Top of SOURCE EXTRACT

This section is from the book "An Illustrated Flora Of The Northern United States, Canada And The British Possessions Vol3", by Nathaniel Lord Britton, Addison Brown. Also available from Amazon: An Illustrated Flora of the Northern United States, Canada and the British Possessions. 3 Volume Set..
A low glabrous perennial herb, the stem simple or branched, the lower leaves reduced to opposite scales, the upper foliaceous, subtending the racemose-spicate or thyrsoid white or purplish flowers. Calyx of 2 spatulate sepals. Corolla oblong-campanulate, 4-cleft, the lobes imbricated, at least in the bud. Stamens 4, inserted in the sinuses of the corolla; filaments slightly longer than the ovate sagittate anthers. Ovary 1-celled, with 4 internal placental projections; ovules numerous; style distinct; stigma 2-lamellate. Capsule ovoid, 2-valved or irregularly bursting. Seeds minute, covering the whole interior of the capsule. [Greek, obolus, a coin, alluding to the thick round leaves.]
A monotypic genus of eastern North America.

Bottom of SOURCE EXTRACT
Top of EXERCISE DATA

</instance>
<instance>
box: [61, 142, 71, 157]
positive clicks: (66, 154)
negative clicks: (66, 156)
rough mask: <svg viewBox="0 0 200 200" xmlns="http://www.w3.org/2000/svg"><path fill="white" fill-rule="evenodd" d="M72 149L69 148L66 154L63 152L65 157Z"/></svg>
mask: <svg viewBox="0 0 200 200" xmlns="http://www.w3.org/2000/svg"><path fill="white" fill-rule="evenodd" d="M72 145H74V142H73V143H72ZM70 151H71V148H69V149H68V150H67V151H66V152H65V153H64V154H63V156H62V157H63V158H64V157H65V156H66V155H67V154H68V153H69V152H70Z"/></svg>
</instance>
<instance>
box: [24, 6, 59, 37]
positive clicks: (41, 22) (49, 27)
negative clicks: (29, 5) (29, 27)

Bottom of EXERCISE DATA
Top of EXERCISE DATA

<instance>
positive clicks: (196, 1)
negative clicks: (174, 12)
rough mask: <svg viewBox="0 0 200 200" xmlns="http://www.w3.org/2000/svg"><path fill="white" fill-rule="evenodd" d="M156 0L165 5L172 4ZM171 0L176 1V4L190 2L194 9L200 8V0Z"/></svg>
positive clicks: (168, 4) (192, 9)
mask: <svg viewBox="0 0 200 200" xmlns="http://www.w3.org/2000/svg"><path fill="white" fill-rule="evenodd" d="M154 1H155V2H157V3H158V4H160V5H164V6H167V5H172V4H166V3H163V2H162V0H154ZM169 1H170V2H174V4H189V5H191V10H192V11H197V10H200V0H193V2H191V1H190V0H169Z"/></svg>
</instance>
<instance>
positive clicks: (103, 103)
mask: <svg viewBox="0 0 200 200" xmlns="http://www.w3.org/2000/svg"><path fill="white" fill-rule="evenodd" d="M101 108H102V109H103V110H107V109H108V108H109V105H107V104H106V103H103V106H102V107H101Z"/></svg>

Bottom of EXERCISE DATA

- **EXPLORE THE MATERIAL**
1. State whether each statement agrees with the flora extract, answering yes or no and quoting the deciding words: (a) the calyx consists of two sepals; (b) the genus contains many species across eastern North America; (c) the flowers have five stamens.
2. Carry on the flora extract describing the plant genus from the point where it stops.
The data has no connection to the flora extract.

- **ANSWERS**
1.
(a) Yes: "Calyx of 2 spatulate sepals."
(b) No: "A monotypic genus of eastern North America."
(c) No: "Stamens 4, inserted in the sinuses of the corolla"

2.
Obolaria virginica L. Sp. Pl. 632. 1753.
Stems 3'-6' high from a perennial base with thick fibrous roots, bearing 2-6 pairs of thick small obtuse scales in place of leaves. Floral leaves broadly obovate-cuneate, obtuse, purplish, 4"-6" long; flowers sessile or nearly so in the axils, in clusters of 1-4 (usually 3), and terminal; corolla about 5" long, cleft to about the middle, the lobes oblong, obtuse, entire, or denticulate; stamens included; capsule 21/2" long.
In rich woods and thickets. New Jersey to Georgia, west to Illinois and Texas. Ascends to 2600 ft. in Virginia. April-May.